■ **Action item**: Examine each line of the data, and copy the ones containing "tall".

■ **Source data**:
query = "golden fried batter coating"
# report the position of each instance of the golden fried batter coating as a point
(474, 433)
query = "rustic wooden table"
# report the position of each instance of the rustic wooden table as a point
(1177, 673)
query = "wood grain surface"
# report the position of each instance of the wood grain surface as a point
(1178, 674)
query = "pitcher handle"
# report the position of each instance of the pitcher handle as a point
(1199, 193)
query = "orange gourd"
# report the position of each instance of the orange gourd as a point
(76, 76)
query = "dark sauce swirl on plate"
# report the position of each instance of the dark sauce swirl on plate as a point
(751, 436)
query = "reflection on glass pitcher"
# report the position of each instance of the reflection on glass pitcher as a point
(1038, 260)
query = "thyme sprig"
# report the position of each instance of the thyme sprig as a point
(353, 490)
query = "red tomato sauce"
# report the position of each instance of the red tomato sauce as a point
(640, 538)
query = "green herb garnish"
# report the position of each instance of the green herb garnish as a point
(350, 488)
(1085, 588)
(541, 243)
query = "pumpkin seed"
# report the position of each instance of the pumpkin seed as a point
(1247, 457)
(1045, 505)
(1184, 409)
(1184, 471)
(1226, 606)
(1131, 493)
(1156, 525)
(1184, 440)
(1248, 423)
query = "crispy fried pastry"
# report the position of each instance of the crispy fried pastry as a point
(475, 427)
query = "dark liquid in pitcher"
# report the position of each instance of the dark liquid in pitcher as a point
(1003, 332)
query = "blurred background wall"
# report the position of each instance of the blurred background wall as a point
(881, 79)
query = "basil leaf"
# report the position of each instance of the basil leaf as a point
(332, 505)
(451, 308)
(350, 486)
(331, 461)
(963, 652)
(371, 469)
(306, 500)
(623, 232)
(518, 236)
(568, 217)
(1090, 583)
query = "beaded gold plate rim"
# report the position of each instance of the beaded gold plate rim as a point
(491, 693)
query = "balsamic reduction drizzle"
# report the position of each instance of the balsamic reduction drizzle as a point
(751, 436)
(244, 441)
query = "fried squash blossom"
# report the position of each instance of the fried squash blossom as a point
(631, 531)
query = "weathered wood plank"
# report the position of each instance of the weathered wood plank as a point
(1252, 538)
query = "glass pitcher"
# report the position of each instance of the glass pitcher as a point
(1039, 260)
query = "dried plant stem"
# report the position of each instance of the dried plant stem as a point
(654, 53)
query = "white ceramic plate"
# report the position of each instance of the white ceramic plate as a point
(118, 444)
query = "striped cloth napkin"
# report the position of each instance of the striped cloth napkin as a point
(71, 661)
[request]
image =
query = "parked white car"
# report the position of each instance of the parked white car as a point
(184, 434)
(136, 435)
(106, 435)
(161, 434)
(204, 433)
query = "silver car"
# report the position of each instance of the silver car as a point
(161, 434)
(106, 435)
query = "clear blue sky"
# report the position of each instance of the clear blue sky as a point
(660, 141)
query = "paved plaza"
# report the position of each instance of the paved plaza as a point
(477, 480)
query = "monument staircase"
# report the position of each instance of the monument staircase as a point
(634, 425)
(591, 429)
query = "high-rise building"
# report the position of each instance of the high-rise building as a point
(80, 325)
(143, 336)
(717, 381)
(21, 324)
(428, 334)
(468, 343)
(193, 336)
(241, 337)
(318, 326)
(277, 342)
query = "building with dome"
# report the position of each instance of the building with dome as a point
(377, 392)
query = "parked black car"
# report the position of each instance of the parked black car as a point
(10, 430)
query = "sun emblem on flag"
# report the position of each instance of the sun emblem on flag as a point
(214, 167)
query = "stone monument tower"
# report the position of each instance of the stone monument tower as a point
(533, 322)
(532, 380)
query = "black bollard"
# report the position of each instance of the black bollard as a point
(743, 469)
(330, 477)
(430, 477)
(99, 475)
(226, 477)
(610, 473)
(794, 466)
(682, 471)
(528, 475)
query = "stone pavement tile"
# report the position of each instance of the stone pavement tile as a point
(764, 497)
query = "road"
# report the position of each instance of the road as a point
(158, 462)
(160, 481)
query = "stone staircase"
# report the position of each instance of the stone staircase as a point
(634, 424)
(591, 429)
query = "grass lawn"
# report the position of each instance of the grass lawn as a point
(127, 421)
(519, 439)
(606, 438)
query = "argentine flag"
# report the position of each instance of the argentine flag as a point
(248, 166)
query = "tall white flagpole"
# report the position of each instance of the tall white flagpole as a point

■ **Your response**:
query = "tall white flagpole"
# report the position of each instance of the tall white flagpole as a point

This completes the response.